— GOAL —
Nothing but the line with "of the glass" and the lines after it, through the end of the records below, is to be repeated, exactly as it is.

— RECORDS SHOWN —
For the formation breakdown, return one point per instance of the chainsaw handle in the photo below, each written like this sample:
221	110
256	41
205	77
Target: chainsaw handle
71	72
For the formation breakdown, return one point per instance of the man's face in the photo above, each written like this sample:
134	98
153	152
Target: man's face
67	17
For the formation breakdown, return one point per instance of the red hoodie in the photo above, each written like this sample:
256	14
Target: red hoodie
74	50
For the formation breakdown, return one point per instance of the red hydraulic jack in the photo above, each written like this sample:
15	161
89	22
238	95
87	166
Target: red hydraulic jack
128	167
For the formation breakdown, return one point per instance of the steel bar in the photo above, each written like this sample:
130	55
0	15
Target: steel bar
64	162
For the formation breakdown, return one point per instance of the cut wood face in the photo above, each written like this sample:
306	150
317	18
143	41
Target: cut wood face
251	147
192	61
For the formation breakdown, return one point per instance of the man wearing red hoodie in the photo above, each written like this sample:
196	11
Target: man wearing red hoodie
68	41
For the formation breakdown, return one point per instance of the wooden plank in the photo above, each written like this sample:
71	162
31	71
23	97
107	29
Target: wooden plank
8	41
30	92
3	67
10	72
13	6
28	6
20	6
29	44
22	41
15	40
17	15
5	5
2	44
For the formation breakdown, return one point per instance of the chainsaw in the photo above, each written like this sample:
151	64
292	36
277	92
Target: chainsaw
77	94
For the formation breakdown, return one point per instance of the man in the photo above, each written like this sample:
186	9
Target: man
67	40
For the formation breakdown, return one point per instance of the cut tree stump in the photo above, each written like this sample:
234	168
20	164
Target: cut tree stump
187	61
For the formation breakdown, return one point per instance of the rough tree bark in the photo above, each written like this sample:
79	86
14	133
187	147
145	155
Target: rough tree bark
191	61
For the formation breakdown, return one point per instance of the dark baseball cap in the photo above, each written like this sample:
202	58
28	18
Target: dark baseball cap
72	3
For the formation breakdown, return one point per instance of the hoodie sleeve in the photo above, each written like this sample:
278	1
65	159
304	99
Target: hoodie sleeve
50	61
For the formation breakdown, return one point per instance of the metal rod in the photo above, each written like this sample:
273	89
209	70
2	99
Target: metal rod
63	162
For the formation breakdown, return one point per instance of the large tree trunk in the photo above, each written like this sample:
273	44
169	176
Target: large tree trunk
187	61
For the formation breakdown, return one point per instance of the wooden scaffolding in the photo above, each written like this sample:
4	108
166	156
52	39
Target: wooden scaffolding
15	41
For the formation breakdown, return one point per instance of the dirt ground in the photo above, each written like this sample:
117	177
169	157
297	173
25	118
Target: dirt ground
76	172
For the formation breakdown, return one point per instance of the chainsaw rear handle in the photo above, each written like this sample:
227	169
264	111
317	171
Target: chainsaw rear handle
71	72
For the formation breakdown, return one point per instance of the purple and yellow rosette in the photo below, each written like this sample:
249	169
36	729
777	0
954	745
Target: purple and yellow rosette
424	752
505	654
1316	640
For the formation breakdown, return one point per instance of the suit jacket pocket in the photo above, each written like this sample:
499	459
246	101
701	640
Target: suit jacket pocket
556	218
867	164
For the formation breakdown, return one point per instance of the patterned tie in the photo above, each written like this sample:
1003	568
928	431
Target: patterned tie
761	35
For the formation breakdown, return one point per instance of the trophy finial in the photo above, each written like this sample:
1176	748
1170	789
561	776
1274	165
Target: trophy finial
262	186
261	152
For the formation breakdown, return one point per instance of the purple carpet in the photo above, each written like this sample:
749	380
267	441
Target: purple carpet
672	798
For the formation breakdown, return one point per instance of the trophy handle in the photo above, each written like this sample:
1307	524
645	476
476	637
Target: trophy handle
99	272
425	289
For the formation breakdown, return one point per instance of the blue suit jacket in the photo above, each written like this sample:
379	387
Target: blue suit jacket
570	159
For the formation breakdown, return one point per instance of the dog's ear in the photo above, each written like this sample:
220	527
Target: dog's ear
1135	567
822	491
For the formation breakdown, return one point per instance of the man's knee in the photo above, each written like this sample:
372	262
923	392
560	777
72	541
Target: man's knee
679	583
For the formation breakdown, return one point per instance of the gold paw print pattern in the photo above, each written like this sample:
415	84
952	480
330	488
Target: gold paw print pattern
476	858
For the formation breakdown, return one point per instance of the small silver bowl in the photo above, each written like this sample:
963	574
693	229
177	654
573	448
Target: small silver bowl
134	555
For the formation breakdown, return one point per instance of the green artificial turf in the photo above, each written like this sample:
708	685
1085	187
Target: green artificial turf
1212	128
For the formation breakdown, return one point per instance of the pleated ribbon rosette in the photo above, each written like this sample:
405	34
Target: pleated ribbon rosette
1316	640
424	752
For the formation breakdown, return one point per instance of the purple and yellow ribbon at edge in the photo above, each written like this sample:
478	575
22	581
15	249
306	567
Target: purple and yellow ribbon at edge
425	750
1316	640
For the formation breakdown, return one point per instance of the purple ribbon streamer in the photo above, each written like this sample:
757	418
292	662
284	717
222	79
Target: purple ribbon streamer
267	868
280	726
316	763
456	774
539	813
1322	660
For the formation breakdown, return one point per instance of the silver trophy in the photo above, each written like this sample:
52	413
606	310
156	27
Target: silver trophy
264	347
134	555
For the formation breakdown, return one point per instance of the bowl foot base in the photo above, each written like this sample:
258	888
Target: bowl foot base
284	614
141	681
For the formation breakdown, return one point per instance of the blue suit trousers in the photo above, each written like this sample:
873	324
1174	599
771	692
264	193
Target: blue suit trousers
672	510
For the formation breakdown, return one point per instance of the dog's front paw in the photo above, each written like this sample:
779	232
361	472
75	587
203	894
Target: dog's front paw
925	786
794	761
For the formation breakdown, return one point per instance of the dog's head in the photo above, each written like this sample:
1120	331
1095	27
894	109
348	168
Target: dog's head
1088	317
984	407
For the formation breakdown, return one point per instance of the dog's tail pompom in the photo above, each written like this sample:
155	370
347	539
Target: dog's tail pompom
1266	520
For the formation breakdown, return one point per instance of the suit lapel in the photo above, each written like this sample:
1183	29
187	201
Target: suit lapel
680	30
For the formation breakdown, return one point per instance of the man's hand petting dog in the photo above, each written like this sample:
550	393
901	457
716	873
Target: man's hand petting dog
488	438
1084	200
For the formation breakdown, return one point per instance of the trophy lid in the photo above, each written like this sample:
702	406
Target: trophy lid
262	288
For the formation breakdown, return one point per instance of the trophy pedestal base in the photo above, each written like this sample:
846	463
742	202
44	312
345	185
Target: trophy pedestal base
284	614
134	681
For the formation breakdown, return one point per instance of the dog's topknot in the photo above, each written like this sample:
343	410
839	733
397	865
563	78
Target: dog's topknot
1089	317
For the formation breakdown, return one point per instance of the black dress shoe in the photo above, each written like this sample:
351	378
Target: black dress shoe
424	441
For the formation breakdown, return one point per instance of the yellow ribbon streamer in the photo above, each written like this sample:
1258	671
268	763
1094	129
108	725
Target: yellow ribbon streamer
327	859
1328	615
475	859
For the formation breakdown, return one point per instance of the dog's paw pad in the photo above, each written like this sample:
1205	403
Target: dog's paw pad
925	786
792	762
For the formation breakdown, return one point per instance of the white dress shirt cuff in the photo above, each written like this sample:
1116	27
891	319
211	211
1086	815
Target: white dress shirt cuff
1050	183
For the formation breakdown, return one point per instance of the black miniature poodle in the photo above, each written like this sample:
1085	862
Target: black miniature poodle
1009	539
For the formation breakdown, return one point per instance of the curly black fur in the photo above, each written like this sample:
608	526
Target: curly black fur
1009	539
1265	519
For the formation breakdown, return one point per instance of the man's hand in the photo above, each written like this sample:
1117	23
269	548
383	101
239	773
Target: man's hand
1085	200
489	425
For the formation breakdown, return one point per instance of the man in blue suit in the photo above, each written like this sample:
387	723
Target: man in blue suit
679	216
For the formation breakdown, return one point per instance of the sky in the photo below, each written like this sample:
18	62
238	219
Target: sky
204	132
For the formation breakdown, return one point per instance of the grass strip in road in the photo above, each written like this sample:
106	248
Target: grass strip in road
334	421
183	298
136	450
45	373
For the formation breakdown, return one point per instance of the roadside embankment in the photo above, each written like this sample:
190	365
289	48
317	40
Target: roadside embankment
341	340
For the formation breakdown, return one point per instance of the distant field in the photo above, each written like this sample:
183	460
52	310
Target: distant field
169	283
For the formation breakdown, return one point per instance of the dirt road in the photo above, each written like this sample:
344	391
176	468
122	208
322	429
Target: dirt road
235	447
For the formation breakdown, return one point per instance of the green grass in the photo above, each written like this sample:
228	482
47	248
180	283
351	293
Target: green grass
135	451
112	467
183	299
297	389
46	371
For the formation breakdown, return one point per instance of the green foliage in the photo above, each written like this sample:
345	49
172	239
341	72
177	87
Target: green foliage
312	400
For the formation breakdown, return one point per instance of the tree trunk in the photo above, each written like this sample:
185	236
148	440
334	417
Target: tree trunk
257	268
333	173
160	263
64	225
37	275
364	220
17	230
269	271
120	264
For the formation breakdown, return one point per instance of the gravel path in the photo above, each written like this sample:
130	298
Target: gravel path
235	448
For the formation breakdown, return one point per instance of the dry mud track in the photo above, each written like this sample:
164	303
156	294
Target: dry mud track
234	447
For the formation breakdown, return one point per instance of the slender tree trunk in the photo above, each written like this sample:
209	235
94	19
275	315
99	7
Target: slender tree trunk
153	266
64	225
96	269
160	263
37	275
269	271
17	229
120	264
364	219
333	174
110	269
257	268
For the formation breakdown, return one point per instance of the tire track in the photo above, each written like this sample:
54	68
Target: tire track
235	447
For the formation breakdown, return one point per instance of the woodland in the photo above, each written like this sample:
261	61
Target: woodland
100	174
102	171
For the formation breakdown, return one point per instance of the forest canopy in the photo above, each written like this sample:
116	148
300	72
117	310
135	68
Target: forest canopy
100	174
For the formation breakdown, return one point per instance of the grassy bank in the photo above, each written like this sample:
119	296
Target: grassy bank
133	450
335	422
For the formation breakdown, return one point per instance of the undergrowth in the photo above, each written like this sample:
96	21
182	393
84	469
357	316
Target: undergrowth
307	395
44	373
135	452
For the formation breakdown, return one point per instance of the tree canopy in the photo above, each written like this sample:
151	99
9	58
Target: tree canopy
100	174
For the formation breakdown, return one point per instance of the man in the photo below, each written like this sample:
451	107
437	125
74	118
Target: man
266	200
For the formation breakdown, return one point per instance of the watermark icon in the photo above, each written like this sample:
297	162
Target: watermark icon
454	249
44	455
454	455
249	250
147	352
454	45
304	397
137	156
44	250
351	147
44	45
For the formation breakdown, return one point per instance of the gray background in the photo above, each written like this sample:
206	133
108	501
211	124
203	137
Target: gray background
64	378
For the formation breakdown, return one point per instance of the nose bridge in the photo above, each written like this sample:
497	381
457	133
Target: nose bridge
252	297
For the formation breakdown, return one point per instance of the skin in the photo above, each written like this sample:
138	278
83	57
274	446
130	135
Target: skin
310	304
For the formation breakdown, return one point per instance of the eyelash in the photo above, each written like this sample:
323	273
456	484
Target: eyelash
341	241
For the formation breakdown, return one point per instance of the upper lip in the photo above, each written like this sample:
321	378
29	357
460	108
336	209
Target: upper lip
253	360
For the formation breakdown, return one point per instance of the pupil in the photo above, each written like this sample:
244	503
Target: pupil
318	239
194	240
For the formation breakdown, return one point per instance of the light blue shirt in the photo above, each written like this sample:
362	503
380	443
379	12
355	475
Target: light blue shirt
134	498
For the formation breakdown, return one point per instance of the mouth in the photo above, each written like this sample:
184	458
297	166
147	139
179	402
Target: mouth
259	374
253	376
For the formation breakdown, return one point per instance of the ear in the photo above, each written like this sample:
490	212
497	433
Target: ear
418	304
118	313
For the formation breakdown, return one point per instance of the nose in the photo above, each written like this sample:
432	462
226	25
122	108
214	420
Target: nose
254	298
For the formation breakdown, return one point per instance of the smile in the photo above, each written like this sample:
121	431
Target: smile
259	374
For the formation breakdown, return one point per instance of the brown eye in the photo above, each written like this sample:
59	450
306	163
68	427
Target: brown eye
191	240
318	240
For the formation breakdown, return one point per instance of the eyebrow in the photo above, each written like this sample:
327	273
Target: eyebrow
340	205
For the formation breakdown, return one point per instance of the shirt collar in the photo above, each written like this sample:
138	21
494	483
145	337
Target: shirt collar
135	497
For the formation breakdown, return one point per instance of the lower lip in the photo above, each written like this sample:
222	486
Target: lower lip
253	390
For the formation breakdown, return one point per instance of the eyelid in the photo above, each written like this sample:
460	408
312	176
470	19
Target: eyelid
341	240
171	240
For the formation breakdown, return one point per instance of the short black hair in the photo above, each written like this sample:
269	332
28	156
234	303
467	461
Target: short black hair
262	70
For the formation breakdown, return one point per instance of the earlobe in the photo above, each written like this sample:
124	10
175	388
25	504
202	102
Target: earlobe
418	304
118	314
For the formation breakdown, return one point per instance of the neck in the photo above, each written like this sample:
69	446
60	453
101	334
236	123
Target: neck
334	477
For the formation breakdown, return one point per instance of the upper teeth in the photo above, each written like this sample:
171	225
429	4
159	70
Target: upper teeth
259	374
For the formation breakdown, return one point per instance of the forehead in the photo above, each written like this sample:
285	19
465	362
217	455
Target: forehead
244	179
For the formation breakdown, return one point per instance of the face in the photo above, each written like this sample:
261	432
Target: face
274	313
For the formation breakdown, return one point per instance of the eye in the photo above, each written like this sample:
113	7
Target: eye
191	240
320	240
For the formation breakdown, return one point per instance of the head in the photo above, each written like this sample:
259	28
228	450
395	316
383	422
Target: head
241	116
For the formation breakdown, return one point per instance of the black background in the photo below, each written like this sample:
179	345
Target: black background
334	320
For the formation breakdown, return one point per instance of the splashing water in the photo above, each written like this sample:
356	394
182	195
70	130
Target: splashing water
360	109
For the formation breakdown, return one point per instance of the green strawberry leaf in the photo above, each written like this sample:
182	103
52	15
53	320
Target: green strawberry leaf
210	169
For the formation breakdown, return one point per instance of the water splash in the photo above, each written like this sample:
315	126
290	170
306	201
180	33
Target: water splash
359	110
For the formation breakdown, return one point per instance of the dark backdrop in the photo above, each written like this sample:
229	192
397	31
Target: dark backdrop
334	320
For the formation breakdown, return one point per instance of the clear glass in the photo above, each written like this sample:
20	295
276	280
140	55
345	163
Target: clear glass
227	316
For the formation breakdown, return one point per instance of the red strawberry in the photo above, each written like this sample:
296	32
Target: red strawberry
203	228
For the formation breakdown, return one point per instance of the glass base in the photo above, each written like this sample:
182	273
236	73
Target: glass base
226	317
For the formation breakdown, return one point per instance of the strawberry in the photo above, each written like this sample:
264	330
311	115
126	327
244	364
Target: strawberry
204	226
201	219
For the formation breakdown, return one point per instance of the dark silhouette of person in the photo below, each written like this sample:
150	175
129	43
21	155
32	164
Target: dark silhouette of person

— OUTPUT FOR THIS TASK —
For the formation breakdown, return one point per instance of the glass base in the photo above, each written like this sample:
182	273
236	73
Target: glass base
226	317
For the formation breakdown, return one point per instance of the strawberry in the photo above, each written like this sample:
264	330
311	115
126	327
244	364
Target: strawberry
204	226
201	219
For the formation breakdown, return one point per instance of the dark silhouette of person in the photo below, each written like this sample:
150	175
129	43
21	155
32	164
Target: dark silhouette of person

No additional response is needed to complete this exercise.